_What you have to do_. Copy the records below exactly. Include all of them.
§
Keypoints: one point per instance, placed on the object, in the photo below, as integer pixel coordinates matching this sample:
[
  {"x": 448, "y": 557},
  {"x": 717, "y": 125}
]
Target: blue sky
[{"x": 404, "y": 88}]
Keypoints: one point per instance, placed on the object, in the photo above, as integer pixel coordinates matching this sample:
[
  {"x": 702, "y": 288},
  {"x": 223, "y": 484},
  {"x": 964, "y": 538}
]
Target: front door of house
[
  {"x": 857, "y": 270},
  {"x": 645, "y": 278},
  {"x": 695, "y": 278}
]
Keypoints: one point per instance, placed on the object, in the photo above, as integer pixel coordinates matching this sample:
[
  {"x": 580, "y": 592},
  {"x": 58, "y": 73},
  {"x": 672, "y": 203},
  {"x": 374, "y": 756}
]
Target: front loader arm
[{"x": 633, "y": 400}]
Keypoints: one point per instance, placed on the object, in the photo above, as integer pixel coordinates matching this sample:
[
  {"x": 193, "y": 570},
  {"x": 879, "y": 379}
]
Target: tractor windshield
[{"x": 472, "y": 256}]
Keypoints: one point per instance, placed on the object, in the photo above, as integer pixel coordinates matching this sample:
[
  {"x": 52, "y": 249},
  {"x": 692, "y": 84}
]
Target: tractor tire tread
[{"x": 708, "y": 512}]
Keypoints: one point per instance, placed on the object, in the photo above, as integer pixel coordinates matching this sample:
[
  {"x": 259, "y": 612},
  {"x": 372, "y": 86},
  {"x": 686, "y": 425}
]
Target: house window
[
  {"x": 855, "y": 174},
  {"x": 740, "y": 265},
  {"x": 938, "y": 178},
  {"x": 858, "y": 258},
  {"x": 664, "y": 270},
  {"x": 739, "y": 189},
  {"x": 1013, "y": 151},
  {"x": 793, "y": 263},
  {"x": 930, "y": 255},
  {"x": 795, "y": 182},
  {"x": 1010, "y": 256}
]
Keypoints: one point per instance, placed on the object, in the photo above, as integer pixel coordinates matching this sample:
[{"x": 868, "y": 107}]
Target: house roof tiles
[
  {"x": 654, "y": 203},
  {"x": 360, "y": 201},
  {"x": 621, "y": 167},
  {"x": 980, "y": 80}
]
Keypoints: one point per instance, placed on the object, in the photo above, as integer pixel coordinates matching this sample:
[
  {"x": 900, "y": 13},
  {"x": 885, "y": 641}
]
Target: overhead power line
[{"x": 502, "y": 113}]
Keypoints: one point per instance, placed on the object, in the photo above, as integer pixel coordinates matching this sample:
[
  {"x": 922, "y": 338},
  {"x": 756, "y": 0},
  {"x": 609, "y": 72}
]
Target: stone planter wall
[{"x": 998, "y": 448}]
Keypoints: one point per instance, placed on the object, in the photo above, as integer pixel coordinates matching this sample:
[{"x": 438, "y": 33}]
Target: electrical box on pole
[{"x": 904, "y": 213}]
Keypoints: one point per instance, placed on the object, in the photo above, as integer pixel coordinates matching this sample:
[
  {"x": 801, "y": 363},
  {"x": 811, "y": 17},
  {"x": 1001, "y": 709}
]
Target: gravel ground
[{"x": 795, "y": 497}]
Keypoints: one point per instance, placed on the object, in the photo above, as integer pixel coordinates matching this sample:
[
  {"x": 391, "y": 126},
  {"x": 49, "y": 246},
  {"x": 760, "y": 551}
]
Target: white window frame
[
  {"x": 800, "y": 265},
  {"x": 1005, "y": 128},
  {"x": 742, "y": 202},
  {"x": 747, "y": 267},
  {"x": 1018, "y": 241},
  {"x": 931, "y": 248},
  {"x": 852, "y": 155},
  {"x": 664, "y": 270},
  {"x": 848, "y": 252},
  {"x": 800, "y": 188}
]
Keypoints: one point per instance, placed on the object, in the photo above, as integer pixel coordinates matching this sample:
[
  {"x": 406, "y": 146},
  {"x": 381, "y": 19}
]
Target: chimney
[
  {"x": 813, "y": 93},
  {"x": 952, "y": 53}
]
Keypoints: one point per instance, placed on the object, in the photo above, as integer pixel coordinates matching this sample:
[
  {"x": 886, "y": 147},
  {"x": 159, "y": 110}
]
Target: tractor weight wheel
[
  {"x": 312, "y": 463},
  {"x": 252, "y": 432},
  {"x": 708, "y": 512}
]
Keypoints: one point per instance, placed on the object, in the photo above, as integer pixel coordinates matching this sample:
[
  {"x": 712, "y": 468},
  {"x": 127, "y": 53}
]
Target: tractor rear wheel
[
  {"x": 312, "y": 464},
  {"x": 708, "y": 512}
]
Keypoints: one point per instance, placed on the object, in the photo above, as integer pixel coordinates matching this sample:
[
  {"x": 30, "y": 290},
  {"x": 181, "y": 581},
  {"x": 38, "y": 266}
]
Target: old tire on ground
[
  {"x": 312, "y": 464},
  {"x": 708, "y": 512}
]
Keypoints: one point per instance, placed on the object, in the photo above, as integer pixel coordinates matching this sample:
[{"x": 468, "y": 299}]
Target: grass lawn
§
_Response area_.
Keypoints: one point per instance, placed on the object, in the photo below, as integer pixel coordinates matching this sample:
[
  {"x": 448, "y": 557},
  {"x": 717, "y": 125}
]
Target: blue sky
[{"x": 404, "y": 88}]
Keypoints: one point per instance, placed on the object, in the photo above, as integer pixel coordinates matching this sample:
[
  {"x": 702, "y": 288},
  {"x": 223, "y": 484},
  {"x": 964, "y": 538}
]
Target: front door of house
[
  {"x": 857, "y": 270},
  {"x": 645, "y": 278},
  {"x": 695, "y": 278}
]
Keypoints: one point per instance, placed on the object, in the photo above, as integer pixel coordinates matching this sample:
[
  {"x": 580, "y": 592},
  {"x": 58, "y": 73},
  {"x": 672, "y": 203},
  {"x": 374, "y": 756}
]
Target: front loader arm
[{"x": 633, "y": 400}]
Keypoints: one point per instance, placed on the object, in the photo above, as integer pixel coordinates matching this sample:
[
  {"x": 193, "y": 570},
  {"x": 879, "y": 379}
]
Target: tractor windshield
[{"x": 472, "y": 256}]
Keypoints: one point per instance, placed on the object, in the photo above, as integer pixel coordinates matching this sample:
[
  {"x": 52, "y": 249},
  {"x": 692, "y": 84}
]
Target: tractor tire tread
[{"x": 708, "y": 512}]
Keypoints: one point per instance, placed on the object, in the photo above, as integer pixel coordinates matching this sample:
[
  {"x": 259, "y": 612},
  {"x": 372, "y": 86},
  {"x": 686, "y": 425}
]
Target: house window
[
  {"x": 855, "y": 174},
  {"x": 740, "y": 265},
  {"x": 938, "y": 178},
  {"x": 858, "y": 258},
  {"x": 664, "y": 270},
  {"x": 739, "y": 189},
  {"x": 1013, "y": 151},
  {"x": 793, "y": 263},
  {"x": 930, "y": 255},
  {"x": 795, "y": 182},
  {"x": 1010, "y": 256}
]
Keypoints: one point per instance, placed on the object, in the photo above, as integer pixel coordinates matching this sample:
[{"x": 868, "y": 107}]
Target: house roof tiles
[
  {"x": 654, "y": 203},
  {"x": 360, "y": 201},
  {"x": 621, "y": 167},
  {"x": 980, "y": 80}
]
Keypoints: one point per instance, placed on the object, in the photo above, as integer pixel coordinates matching this sample:
[
  {"x": 900, "y": 13},
  {"x": 885, "y": 641}
]
Target: overhead power line
[{"x": 502, "y": 113}]
Keypoints: one point per instance, placed on the object, in the photo above, as integer pixel coordinates matching this sample:
[
  {"x": 922, "y": 338},
  {"x": 756, "y": 0},
  {"x": 609, "y": 72}
]
Target: stone planter wall
[{"x": 998, "y": 448}]
Keypoints: one point per instance, placed on the object, in the photo above, as integer pixel coordinates matching this sample:
[{"x": 438, "y": 33}]
Target: electrical box on pole
[{"x": 904, "y": 213}]
Keypoints: one point per instance, placed on the object, in the photo above, as integer pixel coordinates matching this sample:
[
  {"x": 801, "y": 363},
  {"x": 811, "y": 17},
  {"x": 1001, "y": 709}
]
Target: gravel ground
[{"x": 795, "y": 497}]
Keypoints: one point per instance, placed on the object, in the photo above, as integer pixel coordinates matching this sample:
[
  {"x": 391, "y": 126},
  {"x": 49, "y": 246},
  {"x": 760, "y": 551}
]
Target: white window frame
[
  {"x": 800, "y": 265},
  {"x": 1005, "y": 128},
  {"x": 742, "y": 202},
  {"x": 747, "y": 267},
  {"x": 1018, "y": 241},
  {"x": 931, "y": 248},
  {"x": 852, "y": 155},
  {"x": 664, "y": 270},
  {"x": 848, "y": 252},
  {"x": 800, "y": 188}
]
Keypoints: one point per instance, placed on the object, in the photo above, as integer pixel coordinates matching this sample:
[
  {"x": 406, "y": 146},
  {"x": 381, "y": 19}
]
Target: chimney
[
  {"x": 813, "y": 93},
  {"x": 952, "y": 53}
]
Keypoints: one point per instance, placed on the object, in the photo above, as integer pixel coordinates matching this sample:
[
  {"x": 886, "y": 147},
  {"x": 159, "y": 110}
]
Target: tractor weight wheel
[
  {"x": 312, "y": 463},
  {"x": 252, "y": 432},
  {"x": 708, "y": 512}
]
Keypoints: one point per instance, placed on the object, in the photo above, as integer pixel coordinates matching this sample:
[
  {"x": 712, "y": 468},
  {"x": 127, "y": 53}
]
Target: tractor rear wheel
[
  {"x": 312, "y": 464},
  {"x": 708, "y": 512}
]
Keypoints: one point per instance, placed on the object, in the photo above, as integer pixel coordinates matching this sample:
[
  {"x": 30, "y": 290},
  {"x": 181, "y": 581},
  {"x": 38, "y": 266}
]
Target: old tire on ground
[
  {"x": 312, "y": 464},
  {"x": 708, "y": 512}
]
Keypoints: one point per instance, placed on the object, in the photo above, as integer pixel coordinates matching this sample:
[{"x": 468, "y": 299}]
Target: grass lawn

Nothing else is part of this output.